(Stored data entries)
──────────

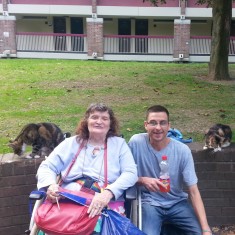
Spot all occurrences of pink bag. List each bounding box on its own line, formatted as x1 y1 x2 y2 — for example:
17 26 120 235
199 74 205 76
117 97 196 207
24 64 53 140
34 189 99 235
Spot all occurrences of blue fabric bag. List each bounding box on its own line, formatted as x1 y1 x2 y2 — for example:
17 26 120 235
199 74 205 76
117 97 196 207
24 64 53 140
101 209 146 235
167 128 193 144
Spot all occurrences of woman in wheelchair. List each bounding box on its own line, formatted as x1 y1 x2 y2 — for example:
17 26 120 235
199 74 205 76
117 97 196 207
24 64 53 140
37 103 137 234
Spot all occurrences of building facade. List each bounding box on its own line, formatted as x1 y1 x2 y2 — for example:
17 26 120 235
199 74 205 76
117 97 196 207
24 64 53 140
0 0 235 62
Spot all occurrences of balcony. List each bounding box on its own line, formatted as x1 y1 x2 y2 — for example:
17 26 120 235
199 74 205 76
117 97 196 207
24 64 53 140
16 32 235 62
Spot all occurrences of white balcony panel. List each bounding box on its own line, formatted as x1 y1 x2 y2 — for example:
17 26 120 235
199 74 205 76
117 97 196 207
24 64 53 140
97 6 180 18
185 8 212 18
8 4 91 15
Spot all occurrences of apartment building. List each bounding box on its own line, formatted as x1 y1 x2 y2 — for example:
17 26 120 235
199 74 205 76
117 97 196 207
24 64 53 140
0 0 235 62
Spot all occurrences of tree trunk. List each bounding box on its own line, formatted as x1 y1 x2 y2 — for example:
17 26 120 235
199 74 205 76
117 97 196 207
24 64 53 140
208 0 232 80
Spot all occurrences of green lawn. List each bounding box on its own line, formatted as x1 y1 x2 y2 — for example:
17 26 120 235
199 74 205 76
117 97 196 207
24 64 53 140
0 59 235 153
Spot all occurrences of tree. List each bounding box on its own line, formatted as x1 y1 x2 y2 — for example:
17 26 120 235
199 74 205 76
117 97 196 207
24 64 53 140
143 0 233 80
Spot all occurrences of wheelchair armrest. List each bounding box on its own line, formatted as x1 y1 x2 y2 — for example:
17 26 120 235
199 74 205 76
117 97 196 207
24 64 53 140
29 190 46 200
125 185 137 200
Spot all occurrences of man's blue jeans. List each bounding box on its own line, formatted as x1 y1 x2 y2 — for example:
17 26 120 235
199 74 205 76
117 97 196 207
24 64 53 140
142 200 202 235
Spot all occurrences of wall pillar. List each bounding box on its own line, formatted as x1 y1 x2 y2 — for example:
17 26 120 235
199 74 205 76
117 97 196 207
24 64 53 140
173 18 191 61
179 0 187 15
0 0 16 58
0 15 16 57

──────────

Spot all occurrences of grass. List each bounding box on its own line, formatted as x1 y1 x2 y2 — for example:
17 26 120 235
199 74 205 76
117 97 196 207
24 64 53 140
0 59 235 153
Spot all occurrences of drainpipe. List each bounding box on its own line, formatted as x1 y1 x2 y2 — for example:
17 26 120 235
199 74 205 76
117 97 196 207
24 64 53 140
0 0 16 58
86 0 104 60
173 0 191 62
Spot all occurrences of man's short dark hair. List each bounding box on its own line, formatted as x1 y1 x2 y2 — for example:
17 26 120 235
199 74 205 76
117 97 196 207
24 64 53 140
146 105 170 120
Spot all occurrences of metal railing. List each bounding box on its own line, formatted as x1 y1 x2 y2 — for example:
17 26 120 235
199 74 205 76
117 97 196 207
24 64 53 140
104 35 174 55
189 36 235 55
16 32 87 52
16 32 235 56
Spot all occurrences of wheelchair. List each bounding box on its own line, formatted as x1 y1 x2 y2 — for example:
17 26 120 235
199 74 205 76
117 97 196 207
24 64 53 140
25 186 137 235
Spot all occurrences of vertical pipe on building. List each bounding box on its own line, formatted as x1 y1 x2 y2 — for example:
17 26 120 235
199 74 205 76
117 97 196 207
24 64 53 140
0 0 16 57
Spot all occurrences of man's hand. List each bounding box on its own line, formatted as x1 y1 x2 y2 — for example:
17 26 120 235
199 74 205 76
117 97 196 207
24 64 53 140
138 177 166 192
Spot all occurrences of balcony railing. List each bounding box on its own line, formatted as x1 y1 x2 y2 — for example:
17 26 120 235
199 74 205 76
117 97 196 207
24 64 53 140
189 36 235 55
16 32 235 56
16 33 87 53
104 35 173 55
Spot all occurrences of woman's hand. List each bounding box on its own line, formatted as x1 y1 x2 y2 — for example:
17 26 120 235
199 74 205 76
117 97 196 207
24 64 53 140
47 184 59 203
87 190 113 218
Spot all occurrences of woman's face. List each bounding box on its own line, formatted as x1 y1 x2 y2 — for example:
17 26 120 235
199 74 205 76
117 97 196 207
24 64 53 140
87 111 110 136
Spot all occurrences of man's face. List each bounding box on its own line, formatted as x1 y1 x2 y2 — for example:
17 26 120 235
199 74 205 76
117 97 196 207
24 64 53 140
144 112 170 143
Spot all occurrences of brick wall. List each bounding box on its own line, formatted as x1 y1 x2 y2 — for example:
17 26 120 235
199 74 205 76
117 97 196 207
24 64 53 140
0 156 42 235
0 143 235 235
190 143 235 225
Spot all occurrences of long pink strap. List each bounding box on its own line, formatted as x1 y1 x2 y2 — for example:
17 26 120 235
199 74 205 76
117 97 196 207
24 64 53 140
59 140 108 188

──────────

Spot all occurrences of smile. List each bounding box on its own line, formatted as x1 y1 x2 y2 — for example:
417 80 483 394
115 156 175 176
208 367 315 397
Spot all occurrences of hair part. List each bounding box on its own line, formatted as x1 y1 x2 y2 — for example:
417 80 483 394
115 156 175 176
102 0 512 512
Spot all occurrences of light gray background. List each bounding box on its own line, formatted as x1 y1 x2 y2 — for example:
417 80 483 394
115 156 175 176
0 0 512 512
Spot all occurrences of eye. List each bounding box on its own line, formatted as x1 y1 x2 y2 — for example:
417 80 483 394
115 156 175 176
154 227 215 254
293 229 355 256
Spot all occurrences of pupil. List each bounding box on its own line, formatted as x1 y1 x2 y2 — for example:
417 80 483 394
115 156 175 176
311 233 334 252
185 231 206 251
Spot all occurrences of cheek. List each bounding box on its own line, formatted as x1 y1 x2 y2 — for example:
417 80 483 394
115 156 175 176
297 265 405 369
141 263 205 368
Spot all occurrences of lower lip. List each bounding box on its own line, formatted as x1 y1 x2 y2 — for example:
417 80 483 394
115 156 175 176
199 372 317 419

──────────

Extract and reproduce without change the lines of the rows above, from the line that contains "Spot all occurrences of pink" to the line that contains "34 189 99 235", with both of those lines included.

Spot all occurrences of pink bag. List each bounding box on its own line, formatted as x1 y1 x2 y2 — for example:
17 26 120 235
199 74 205 76
117 97 196 207
24 64 53 140
34 189 99 235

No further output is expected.